PROVIDED PASSAGE:
Segment Open
Water Quality in Agricultural Watersheds: Exploring Patterns, Fluxes and Uncertainties of Nitrate Using High-Frequency Data

Authors

• Kaycee N. Reynolds, University of Nebraska-LincolnFollow

Date of this Version

4-24-2015

Document Type

Article

Citation

Reynolds, Kaycee Novak, "Water Quality in Agricultural Watersheds: Exploring Patterns, Fluxes and Uncertainties of Nitrate Using High-Frequency Data" (2015).

Comments

A THESIS Presented to the Faculty of The Graduate College at the University of Nebraska In Partial Fulfillment of Requirements For the Degree of Master of Science, Major: Natural Resource Sciences, Under the Supervision of Professor Amy J. Burgin. Lincoln, Nebraska: May, 2015

Copyright (c) 2015 Kaycee Novak Reynolds

Abstract

Agricultural intensification in the Midwestern U.S. and the resultant downstream transport of nitrogen has dramatically altered ecosystems on local to regional scales; polluting source water for drinking while inducing harmful algal blooms and hypoxic “dead zones”. The inherently dynamic nature of climate-landscape interactions in agricultural watersheds makes evaluation of nitrate (NO₃^-) fluxes from these ecosystems complex. The expansion of a high-frequency water quality monitoring network covering ~40% of Iowa, provides direct observations of in situ NO₃^- concentrations at a 15-minute resolution. Using these high-frequency NO₃^- data, two types of uncertainty were explored: sampling uncertainty and environmental uncertainty. Understanding NO₃^- loading to agricultural streams requires optimization of monitoring strategies. In this study, NO₃^- records were systematically subsampled allowing quantification of sampling uncertainty in annual mean NO₃^- concentration (C) and total flux (F) estimates for conventional sampling strategies (e.g. equal time-interval and discharge based storm-sampling). The optimal strategy differed for NO₃^- C and F. Time-interval sampling was optimal for NO₃^- C, while stage triggered storm-sampling optimally characterized NO₃^- F at its two coarsest frequencies (i.e. 1x and 2x/event). High-resolution stream monitoring also allows real-time observation of NO₃^- response to storm events where it exhibits either a ‘concentrating’ or a ‘diluting' pattern. Investigation of seasonal trends in NO₃^- C response for more than 400 storms across 17 sites in Iowa revealed the predominance of ‘concentrating’ events in the spring and fall, and ‘diluting’ events in the summer. A simple logistic regression model indicated that initial storm NO₃^- C, cumulative events (within a site-year), and season were significant predictors of binary event response (i.e. ‘concentrating’ or ‘diluting’). As initial storm NO₃^- C or cumulative events increased, the probability of a ‘concentrating’ event decreased, suggesting that seasonal variation in event response may result from both supply and transport limitations on NO₃^- loading. As climate becomes more erratic, high-resolution NO₃^- monitoring will conceivably offer an improvement in our understanding of coupled hydrological and biogeochemical system interactions.
Segment Closed
DIRECTIONS:
1 > According to the thesis page, at what time resolution does the Iowa monitoring network record in situ nitrate concentrations?
2 > Reproduce the rows that follow, from the start of the rows through the line holding "box: [2, 0, 31, 18]", both inclusive, and omit the pictures from your answer.

DATA FOR REVIEW:
Segment Open
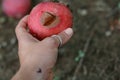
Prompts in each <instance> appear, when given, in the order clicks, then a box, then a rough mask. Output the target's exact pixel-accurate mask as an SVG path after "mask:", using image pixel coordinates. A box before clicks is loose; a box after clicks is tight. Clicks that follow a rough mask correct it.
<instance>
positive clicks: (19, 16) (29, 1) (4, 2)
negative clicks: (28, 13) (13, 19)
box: [2, 0, 31, 18]
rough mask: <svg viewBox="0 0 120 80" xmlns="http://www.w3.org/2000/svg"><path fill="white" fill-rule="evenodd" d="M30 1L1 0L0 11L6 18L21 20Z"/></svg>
mask: <svg viewBox="0 0 120 80" xmlns="http://www.w3.org/2000/svg"><path fill="white" fill-rule="evenodd" d="M30 7H31V0H3V2H2V9H3V11H4V13H6V15H7V16H9V17H13V18H21V17H23V16H24V15H25V14H27V13H28V11H29V10H30Z"/></svg>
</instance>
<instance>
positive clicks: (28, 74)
mask: <svg viewBox="0 0 120 80" xmlns="http://www.w3.org/2000/svg"><path fill="white" fill-rule="evenodd" d="M27 20H28V16H25V17H24V18H23V19H21V20H20V22H19V23H18V25H17V27H16V30H15V32H16V36H17V39H18V46H19V47H18V55H19V60H20V68H19V70H18V72H17V73H16V74H15V76H13V78H12V79H11V80H52V79H53V73H52V69H53V67H54V65H55V63H56V61H57V55H58V47H59V44H60V41H59V39H58V38H57V37H47V38H45V39H44V40H42V41H39V40H37V39H36V38H34V37H33V36H32V35H31V34H30V33H29V32H28V31H27ZM58 35H59V36H60V37H61V39H62V41H63V44H65V43H66V42H68V40H69V39H70V38H71V37H72V35H73V30H72V29H71V28H68V29H66V30H65V31H63V32H61V33H59V34H58ZM63 44H62V45H63Z"/></svg>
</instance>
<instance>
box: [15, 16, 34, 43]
mask: <svg viewBox="0 0 120 80" xmlns="http://www.w3.org/2000/svg"><path fill="white" fill-rule="evenodd" d="M27 21H28V15H27V16H25V17H24V18H22V19H21V20H20V22H19V23H18V25H17V27H16V29H15V32H16V35H17V38H18V40H19V41H21V40H23V39H29V38H33V36H32V35H30V33H28V31H27Z"/></svg>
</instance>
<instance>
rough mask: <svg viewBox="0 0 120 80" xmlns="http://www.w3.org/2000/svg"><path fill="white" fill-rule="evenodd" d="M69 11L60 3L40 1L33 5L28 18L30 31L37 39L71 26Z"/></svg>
mask: <svg viewBox="0 0 120 80" xmlns="http://www.w3.org/2000/svg"><path fill="white" fill-rule="evenodd" d="M72 24H73V17H72V13H71V11H70V10H69V9H68V8H67V7H66V6H65V5H63V4H61V3H55V2H42V3H40V4H38V5H37V6H35V7H34V8H33V10H32V11H31V13H30V16H29V18H28V27H29V30H30V33H31V34H32V35H34V36H35V37H36V38H38V39H39V40H41V39H44V38H45V37H48V36H51V35H54V34H58V33H60V32H61V31H63V30H65V29H66V28H69V27H72Z"/></svg>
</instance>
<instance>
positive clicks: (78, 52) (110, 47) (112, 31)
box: [0, 0, 120, 80]
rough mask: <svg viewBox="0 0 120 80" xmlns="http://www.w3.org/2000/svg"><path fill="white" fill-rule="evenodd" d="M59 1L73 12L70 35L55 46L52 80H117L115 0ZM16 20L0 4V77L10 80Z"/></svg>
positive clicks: (118, 15)
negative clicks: (7, 12) (55, 58)
mask: <svg viewBox="0 0 120 80" xmlns="http://www.w3.org/2000/svg"><path fill="white" fill-rule="evenodd" d="M59 1H60V2H62V3H65V4H68V5H69V8H70V9H71V11H72V12H73V16H74V25H73V29H74V36H73V37H72V38H71V40H70V41H69V42H68V43H67V44H66V45H64V46H63V47H61V48H60V49H59V56H58V61H57V64H56V67H55V68H54V73H55V78H54V80H120V76H119V75H120V21H119V18H120V13H119V10H120V2H119V0H59ZM38 2H41V1H40V0H34V2H33V3H34V4H33V6H34V5H36V4H37V3H38ZM0 3H1V2H0ZM0 6H1V4H0ZM117 9H118V11H117ZM18 21H19V20H16V19H12V18H9V17H7V16H6V15H5V14H4V13H3V12H2V9H1V7H0V80H10V78H11V77H12V76H13V75H14V74H15V72H16V71H17V70H18V69H19V61H18V55H17V39H16V36H15V32H14V29H15V27H16V25H17V23H18Z"/></svg>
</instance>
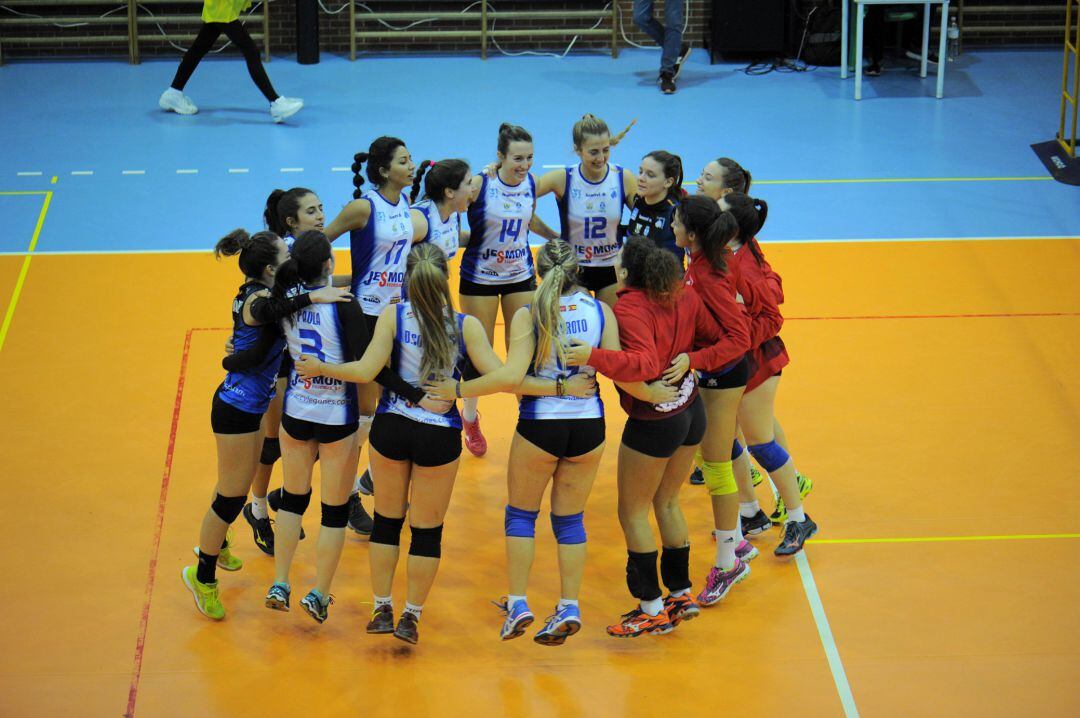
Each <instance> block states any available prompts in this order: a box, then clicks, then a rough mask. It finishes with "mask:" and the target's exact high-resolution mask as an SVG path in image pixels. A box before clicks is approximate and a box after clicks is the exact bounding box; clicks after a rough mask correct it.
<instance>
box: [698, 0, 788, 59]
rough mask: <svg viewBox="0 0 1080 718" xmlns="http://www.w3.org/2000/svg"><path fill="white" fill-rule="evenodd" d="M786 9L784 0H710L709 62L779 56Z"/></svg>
mask: <svg viewBox="0 0 1080 718" xmlns="http://www.w3.org/2000/svg"><path fill="white" fill-rule="evenodd" d="M786 10H787V2H786V0H713V17H712V21H711V23H710V43H708V59H710V63H716V62H718V60H719V58H720V56H724V57H778V56H780V55H782V54H783V52H784V21H785V15H786Z"/></svg>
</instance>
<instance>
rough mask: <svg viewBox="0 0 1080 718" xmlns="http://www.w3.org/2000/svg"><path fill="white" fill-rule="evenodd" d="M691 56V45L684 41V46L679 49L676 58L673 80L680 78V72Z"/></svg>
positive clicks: (682, 46)
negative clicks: (679, 75) (678, 76)
mask: <svg viewBox="0 0 1080 718" xmlns="http://www.w3.org/2000/svg"><path fill="white" fill-rule="evenodd" d="M689 56H690V45H688V44H686V43H685V42H684V43H683V46H681V48H679V50H678V57H677V58H675V73H674V76H673V77H672V79H673V80H675V79H677V78H678V73H679V72H681V71H683V66H684V65H685V64H686V58H687V57H689Z"/></svg>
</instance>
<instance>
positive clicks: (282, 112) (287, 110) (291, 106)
mask: <svg viewBox="0 0 1080 718" xmlns="http://www.w3.org/2000/svg"><path fill="white" fill-rule="evenodd" d="M301 107H303V100H302V99H300V98H298V97H279V98H278V99H275V100H273V101H272V103H270V117H272V118H273V121H274V122H284V121H285V120H287V119H288V118H291V117H293V116H294V114H296V113H297V112H299V111H300V108H301Z"/></svg>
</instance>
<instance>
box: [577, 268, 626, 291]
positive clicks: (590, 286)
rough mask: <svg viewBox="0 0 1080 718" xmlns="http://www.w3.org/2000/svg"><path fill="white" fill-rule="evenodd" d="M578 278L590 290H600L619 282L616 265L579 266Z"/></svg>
mask: <svg viewBox="0 0 1080 718" xmlns="http://www.w3.org/2000/svg"><path fill="white" fill-rule="evenodd" d="M578 280H579V281H580V283H581V286H583V287H585V288H586V289H589V290H590V292H599V290H600V289H603V288H604V287H609V286H611V285H612V284H618V282H619V280H617V279H616V276H615V267H579V268H578Z"/></svg>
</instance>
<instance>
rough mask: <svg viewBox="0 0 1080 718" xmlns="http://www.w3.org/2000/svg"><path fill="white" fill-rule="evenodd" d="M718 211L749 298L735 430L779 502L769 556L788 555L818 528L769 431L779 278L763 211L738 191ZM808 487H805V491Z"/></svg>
mask: <svg viewBox="0 0 1080 718" xmlns="http://www.w3.org/2000/svg"><path fill="white" fill-rule="evenodd" d="M719 206H720V208H721V209H724V211H725V212H730V213H731V214H732V216H733V217H734V218H735V221H737V222H738V225H739V233H738V235H737V236H734V238H733V239H732V241H731V242H730V243H729V247H730V248H731V249H732V252H733V253H734V261H735V262H737V263H738V267H739V269H738V270H737V272H735V274H737V276H738V277H739V292H740V294H742V295H743V297H744V301H746V300H745V297H747V296H750V297H751V300H750V303H748V304H747V307H748V308H750V311H751V315H752V326H751V344H752V347H753V360H754V364H755V367H754V370H753V371H752V374H751V377H750V379H748V380H747V382H746V393H745V394H743V397H742V402H741V403H740V405H739V425H740V426H742V431H743V433H744V435H745V436H746V442H747V447H746V448H747V450H748V451H750V453H751V455H752V456H753V457H754V459H755V460H756V461H757V462H758V464H760V466H761V468H762V469H765V470H766V471H767V472H768V473H769V477H770V478H771V479H772V482H773V484H774V485H775V487H777V489H778V491H779V492H780V498H781V499H783V501H784V506H785V509H786V517H785V519H786V520H784V537H783V540H782V541H781V543H780V545H779V546H777V548H775V550H774V551H773V553H774V554H777V555H778V556H789V555H793V554H796V553H798V552H799V551H801V550H802V545H804V543H806V541H807V539H809V538H810V537H812V536H813V534H814V533H816V532H818V525H816V524H814V521H813V520H811V518H810V516H809V515H807V514H806V512H805V511H804V509H802V496H804V491H802V488H804V487H801V486H800V485H799V478H798V473H797V472H796V471H795V463H794V461H793V460H792V458H791V452H789V451H788V450H787V449H785V448H784V447H783V446H782V445H781V444H780V443H779V442H777V438H775V432H774V425H775V408H774V407H775V399H777V390H778V389H779V387H780V375H781V371H782V370H783V367H784V366H786V365H787V363H788V361H789V360H788V357H787V350H786V348H785V347H784V342H783V340H782V339H781V338H780V336H779V331H780V326H781V325H782V324H783V316H782V315H781V313H780V307H779V303H780V302H779V300H778V296H777V287H778V286H779V285H780V277H779V275H775V272H772V269H771V268H769V267H768V262H766V261H765V256H764V254H762V253H761V247H760V245H758V243H757V240H756V239H755V235H756V234H757V232H758V231H760V229H761V226H762V225H764V223H765V218H766V216H767V215H768V209H769V208H768V205H767V204H766V203H765V202H764V201H761V200H755V199H753V198H750V197H747V195H746V194H743V193H741V192H731V193H729V194H726V195H724V197H721V198H720V200H719ZM770 275H771V277H770ZM804 486H806V485H804ZM811 486H812V485H811ZM809 488H810V487H807V488H806V491H807V492H808V491H809ZM778 509H779V506H778Z"/></svg>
Segment Closed
OUTPUTS IN ORDER:
1 > At a 15-minute resolution.

2 >
Prompts in each <instance> appear, when given, in the order clicks, then a box, then a rough mask. Output the target's exact pixel-accurate mask as an SVG path after "mask:", using image pixel coordinates. A box before clicks is loose; a box after clicks is tight. Clicks that follow a rough mask correct it.
<instance>
positive clicks: (19, 16) (29, 1) (4, 2)
negative clicks: (28, 13) (13, 19)
box: [2, 0, 31, 18]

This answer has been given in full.